RECORDS —
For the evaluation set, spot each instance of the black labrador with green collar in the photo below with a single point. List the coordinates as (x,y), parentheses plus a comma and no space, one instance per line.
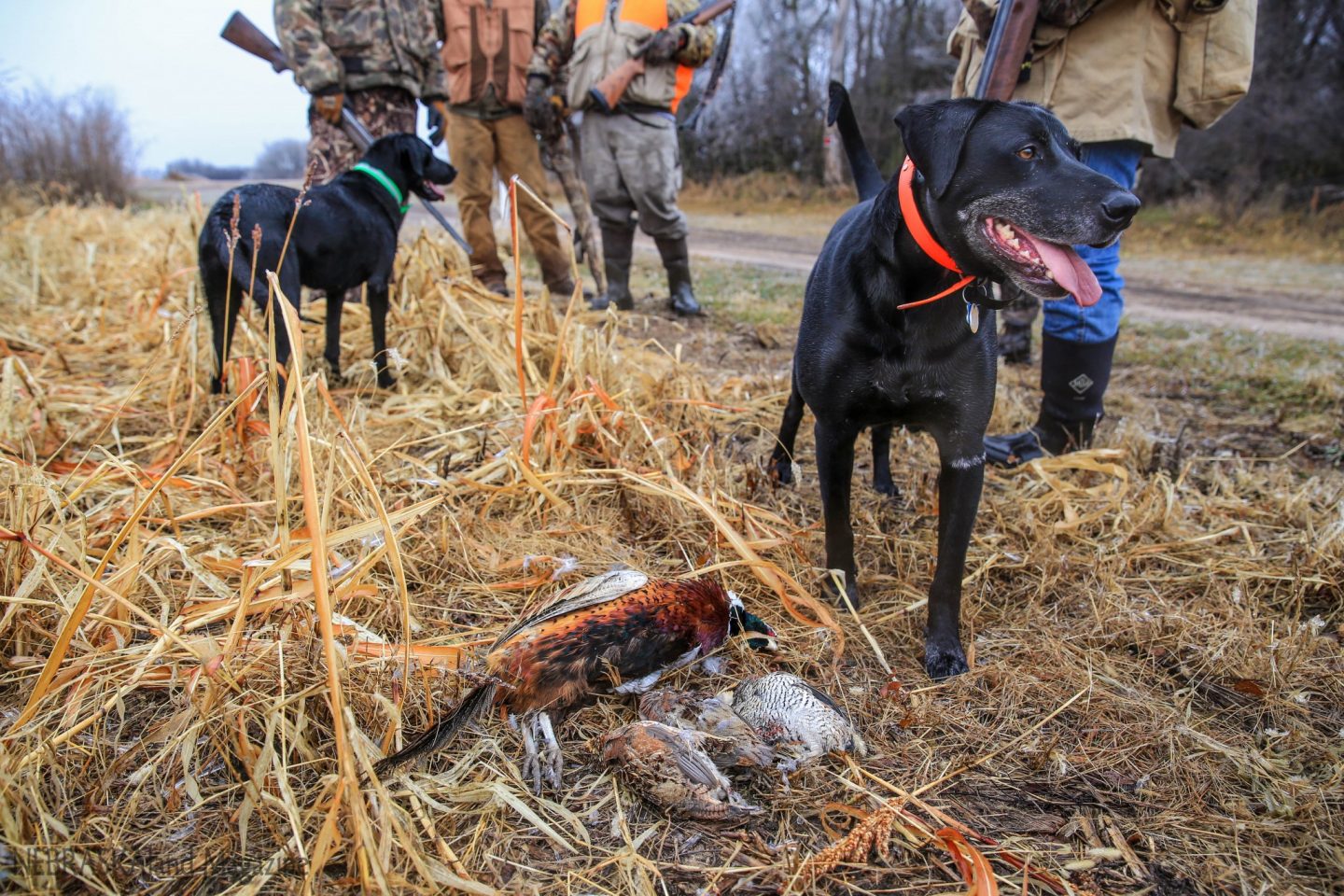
(344,235)
(1001,189)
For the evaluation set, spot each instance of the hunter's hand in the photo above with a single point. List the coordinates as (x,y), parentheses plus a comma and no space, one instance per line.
(539,112)
(329,106)
(665,46)
(436,119)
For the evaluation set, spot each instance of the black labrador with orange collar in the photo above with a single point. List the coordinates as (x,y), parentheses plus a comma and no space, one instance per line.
(1001,187)
(344,235)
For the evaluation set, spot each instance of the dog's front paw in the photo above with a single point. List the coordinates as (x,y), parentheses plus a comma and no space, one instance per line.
(944,661)
(831,589)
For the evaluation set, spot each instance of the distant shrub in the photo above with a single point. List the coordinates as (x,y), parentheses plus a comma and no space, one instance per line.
(281,159)
(189,168)
(73,147)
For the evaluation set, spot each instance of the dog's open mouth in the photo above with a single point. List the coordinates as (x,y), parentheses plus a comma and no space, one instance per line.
(1043,262)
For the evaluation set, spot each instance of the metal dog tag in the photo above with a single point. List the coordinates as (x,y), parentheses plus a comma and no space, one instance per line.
(973,317)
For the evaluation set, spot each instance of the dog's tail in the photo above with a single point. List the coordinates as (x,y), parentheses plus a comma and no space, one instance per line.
(866,175)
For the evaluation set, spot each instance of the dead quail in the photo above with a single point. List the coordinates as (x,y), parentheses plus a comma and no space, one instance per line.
(669,768)
(696,711)
(790,712)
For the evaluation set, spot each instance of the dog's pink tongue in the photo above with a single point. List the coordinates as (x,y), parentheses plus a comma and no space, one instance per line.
(1069,269)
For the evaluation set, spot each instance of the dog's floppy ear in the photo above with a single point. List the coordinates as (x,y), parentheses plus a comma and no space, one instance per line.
(413,155)
(934,133)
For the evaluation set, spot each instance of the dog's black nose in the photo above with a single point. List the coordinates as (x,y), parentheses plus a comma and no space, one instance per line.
(1121,207)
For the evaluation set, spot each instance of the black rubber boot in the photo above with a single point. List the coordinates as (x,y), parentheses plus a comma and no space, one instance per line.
(677,259)
(617,247)
(1072,383)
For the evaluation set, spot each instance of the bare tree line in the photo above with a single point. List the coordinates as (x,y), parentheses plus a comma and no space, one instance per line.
(769,113)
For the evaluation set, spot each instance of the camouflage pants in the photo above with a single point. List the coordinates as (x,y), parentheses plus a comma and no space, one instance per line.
(382,110)
(632,165)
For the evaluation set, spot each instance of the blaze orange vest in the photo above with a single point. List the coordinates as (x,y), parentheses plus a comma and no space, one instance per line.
(607,33)
(488,43)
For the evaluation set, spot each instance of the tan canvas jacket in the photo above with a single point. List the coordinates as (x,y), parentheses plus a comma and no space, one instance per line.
(1132,70)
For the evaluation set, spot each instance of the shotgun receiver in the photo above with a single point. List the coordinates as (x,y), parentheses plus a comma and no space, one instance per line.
(241,33)
(608,91)
(1005,51)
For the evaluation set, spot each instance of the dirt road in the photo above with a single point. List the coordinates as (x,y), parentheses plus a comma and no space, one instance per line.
(1267,296)
(1270,296)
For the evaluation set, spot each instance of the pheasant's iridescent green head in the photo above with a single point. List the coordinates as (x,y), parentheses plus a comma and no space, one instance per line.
(741,621)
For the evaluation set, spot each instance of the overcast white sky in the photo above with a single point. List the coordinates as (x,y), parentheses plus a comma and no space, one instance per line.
(189,93)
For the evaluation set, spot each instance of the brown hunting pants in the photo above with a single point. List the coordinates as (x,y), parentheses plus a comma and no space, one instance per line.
(477,149)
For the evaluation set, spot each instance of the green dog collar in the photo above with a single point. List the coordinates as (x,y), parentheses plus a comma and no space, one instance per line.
(386,182)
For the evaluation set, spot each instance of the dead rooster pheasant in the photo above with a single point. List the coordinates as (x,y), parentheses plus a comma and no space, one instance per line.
(614,633)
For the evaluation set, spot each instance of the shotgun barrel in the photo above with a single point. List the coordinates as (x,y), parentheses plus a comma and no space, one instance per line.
(608,91)
(1005,51)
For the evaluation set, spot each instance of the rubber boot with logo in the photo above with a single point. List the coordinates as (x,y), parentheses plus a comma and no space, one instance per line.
(1072,383)
(677,259)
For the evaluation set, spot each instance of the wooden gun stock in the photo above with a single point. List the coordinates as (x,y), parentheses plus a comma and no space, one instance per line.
(608,91)
(1007,49)
(241,33)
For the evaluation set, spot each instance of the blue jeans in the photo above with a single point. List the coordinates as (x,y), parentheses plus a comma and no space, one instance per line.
(1065,318)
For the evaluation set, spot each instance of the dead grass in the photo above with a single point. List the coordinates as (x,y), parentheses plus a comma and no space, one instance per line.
(1157,699)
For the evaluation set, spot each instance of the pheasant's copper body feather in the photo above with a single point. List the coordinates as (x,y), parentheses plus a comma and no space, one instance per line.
(611,633)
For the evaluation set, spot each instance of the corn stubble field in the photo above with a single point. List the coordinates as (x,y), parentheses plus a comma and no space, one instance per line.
(192,700)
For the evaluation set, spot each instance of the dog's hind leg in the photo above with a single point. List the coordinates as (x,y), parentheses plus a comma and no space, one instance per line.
(378,315)
(222,300)
(882,462)
(335,301)
(959,481)
(781,459)
(834,468)
(290,287)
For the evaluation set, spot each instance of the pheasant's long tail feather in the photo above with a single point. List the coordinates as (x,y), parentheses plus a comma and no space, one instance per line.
(434,737)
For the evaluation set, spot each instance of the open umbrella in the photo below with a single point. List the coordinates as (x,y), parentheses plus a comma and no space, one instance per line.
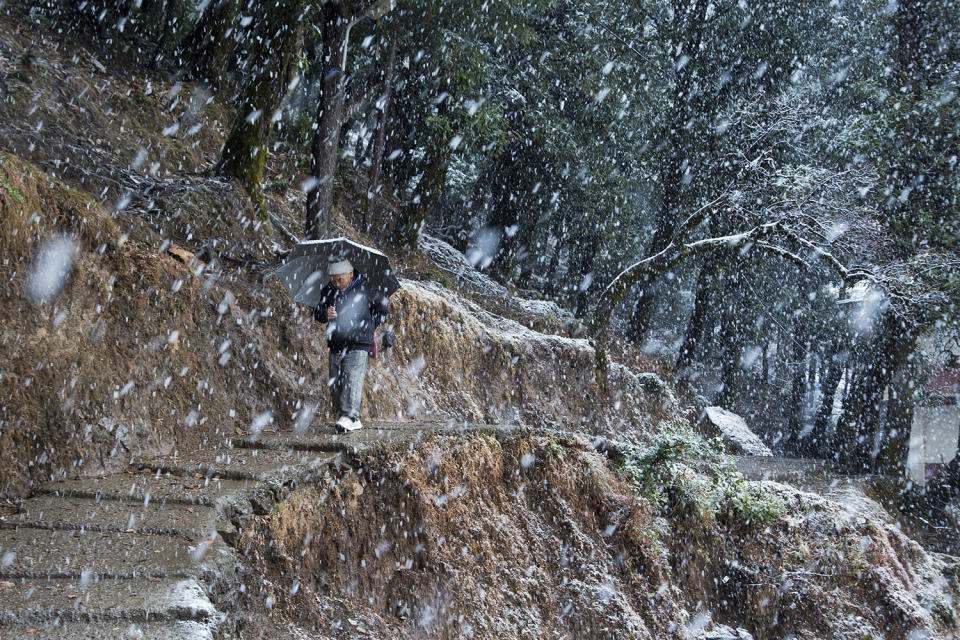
(305,270)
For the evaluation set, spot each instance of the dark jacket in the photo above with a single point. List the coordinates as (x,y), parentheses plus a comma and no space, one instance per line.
(360,309)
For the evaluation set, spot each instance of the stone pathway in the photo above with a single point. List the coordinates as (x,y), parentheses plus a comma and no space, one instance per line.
(148,553)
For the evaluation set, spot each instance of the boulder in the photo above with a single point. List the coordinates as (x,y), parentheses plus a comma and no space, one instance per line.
(734,431)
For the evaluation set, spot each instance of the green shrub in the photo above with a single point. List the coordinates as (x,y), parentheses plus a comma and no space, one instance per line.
(681,472)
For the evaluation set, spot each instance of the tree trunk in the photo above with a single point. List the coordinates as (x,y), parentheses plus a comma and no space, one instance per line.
(245,151)
(863,407)
(380,140)
(798,354)
(430,187)
(930,502)
(731,372)
(688,32)
(696,332)
(585,259)
(895,441)
(208,47)
(821,424)
(326,141)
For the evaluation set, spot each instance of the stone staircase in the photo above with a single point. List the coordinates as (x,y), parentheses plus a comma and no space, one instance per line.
(148,553)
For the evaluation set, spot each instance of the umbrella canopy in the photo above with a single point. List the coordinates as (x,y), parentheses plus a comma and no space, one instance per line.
(304,273)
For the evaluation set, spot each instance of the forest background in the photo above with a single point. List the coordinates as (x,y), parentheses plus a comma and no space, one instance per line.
(762,194)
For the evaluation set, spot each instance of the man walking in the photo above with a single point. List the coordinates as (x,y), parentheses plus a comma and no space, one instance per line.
(352,310)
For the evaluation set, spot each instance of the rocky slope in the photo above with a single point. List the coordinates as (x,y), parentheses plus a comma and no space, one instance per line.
(140,319)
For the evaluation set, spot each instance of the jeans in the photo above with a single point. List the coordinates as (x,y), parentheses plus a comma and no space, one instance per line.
(347,370)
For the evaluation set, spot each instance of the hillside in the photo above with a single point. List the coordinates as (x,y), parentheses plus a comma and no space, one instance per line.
(142,332)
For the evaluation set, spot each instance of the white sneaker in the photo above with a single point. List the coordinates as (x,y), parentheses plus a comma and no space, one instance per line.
(345,424)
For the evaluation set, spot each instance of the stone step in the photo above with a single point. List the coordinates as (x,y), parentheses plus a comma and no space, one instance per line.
(261,465)
(38,603)
(87,514)
(150,488)
(181,630)
(40,553)
(372,435)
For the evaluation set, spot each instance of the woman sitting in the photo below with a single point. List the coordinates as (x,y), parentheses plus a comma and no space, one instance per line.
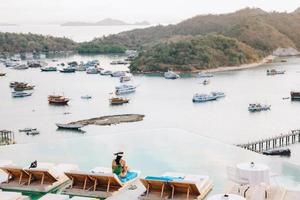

THE REQUEST —
Extract every line of the records above that contains the string "jeans", matching case exactly.

THE RESPONSE —
For the evaluation set, spot each instance of the blue jeans in the photo above with a single point. List the coordinates as (x,y), parentheses plus a comma and no space, one instance per line.
For the evaluation set, spot each instance of the jeans in the photo above with a single point. List the coordinates as (x,y), parentheses plus a comma and no space, one instance per line.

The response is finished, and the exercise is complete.